• [Your instructions] Reply with one number only: the count of lines below that contain the word "railing".

• [Input data]
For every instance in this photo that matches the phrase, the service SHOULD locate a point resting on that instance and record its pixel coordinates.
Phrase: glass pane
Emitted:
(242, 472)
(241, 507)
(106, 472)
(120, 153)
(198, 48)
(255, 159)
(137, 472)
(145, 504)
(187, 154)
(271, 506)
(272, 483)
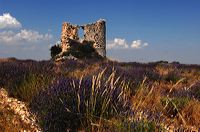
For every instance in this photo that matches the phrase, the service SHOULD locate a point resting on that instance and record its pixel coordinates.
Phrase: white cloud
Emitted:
(137, 44)
(23, 36)
(8, 21)
(117, 43)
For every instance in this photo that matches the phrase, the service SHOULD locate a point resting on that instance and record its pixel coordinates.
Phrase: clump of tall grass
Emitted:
(85, 103)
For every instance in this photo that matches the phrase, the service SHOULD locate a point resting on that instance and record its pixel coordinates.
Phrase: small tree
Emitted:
(55, 50)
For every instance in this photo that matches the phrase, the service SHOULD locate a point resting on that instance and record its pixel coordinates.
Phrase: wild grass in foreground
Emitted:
(105, 95)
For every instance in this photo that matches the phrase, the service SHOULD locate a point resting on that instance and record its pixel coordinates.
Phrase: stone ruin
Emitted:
(94, 32)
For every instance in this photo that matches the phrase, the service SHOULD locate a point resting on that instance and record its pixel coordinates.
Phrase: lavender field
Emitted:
(105, 95)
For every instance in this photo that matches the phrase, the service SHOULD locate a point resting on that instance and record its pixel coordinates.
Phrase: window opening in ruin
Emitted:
(81, 34)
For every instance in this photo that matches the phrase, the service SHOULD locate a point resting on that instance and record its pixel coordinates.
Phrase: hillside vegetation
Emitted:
(104, 95)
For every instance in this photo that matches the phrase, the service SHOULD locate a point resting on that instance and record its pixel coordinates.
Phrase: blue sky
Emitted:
(137, 30)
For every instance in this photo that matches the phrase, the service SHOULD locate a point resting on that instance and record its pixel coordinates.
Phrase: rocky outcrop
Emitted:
(15, 116)
(94, 32)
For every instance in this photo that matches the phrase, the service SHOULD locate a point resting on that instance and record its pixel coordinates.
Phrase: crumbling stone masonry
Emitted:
(94, 32)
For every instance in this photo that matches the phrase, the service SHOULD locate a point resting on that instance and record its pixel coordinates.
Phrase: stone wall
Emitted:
(94, 32)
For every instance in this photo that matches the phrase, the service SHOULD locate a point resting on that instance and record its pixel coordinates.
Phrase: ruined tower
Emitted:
(94, 32)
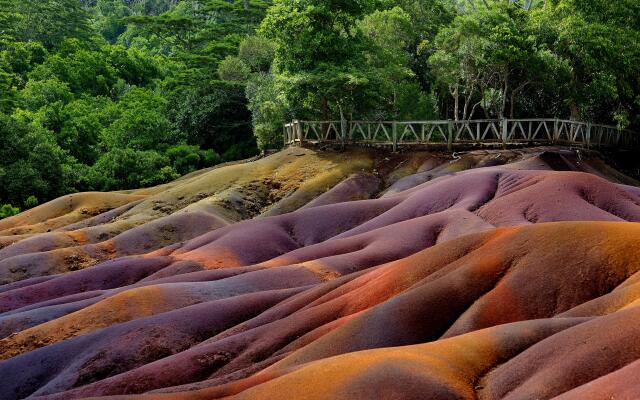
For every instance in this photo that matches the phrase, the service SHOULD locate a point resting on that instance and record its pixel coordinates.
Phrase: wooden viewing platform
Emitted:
(448, 132)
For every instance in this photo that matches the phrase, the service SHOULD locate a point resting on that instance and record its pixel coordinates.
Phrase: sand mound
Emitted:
(488, 275)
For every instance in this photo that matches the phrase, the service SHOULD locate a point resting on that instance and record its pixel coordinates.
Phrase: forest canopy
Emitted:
(117, 94)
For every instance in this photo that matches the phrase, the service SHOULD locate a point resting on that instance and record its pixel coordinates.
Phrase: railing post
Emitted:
(343, 131)
(504, 125)
(394, 135)
(297, 131)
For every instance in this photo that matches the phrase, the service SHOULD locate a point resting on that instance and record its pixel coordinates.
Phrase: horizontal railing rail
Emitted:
(480, 131)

• [Your solution] 2